─── Source data ───

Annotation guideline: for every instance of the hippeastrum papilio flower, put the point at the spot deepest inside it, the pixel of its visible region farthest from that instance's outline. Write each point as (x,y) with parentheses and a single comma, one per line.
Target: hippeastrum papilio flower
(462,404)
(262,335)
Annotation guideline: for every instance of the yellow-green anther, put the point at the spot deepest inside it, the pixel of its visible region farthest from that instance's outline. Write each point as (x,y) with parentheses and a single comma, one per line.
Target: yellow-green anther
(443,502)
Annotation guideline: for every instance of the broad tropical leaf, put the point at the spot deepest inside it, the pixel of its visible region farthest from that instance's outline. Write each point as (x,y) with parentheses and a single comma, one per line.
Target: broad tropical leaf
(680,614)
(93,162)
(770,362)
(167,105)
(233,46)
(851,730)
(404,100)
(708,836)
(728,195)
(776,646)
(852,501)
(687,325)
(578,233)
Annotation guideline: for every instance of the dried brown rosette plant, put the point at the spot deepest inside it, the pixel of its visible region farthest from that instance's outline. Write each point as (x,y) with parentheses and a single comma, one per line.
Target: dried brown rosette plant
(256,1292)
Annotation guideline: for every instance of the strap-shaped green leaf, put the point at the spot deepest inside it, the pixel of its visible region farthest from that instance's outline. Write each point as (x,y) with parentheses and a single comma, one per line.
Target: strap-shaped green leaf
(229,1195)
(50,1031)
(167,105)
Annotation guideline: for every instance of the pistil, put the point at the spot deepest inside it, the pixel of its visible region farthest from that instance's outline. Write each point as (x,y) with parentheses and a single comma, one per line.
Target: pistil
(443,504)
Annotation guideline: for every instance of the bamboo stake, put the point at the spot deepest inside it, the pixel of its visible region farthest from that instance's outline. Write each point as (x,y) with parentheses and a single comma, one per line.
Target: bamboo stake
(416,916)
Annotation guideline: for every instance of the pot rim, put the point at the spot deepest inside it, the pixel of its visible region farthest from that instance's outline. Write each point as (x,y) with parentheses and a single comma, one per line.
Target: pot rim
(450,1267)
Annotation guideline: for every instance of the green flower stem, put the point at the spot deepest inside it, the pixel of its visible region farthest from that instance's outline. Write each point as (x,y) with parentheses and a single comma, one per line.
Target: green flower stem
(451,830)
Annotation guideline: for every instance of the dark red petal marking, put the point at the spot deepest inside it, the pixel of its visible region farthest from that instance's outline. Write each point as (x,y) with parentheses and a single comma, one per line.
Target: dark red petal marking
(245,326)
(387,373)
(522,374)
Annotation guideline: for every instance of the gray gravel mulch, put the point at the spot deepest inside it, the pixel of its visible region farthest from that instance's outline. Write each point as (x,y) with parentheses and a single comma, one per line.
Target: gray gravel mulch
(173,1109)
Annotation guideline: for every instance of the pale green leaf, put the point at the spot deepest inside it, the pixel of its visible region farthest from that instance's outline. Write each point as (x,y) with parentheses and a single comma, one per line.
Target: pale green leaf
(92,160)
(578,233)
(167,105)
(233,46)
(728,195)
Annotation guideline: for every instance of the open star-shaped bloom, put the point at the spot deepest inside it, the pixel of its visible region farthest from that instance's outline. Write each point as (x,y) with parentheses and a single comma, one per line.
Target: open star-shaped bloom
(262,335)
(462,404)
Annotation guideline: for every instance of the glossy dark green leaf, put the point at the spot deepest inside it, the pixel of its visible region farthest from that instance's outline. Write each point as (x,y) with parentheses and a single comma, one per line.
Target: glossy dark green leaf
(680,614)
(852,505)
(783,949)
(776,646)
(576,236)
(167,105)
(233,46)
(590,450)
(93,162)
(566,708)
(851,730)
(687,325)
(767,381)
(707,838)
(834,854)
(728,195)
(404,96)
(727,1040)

───

- **Work to do**
Reproduce only the lines from the line with "Annotation guideline: for every instance of the pistil, put" up to and including the line with "Target: pistil", substituting "stigma" for "pistil" and leaving everything else as it stands.

- **Complete answer**
Annotation guideline: for every instance of the stigma, put the point at the spot deepest inside it, the pixel of its visible region farthest from that instance's outline. Write each point as (x,y) with parentheses and a single comma, one per line.
Target: stigma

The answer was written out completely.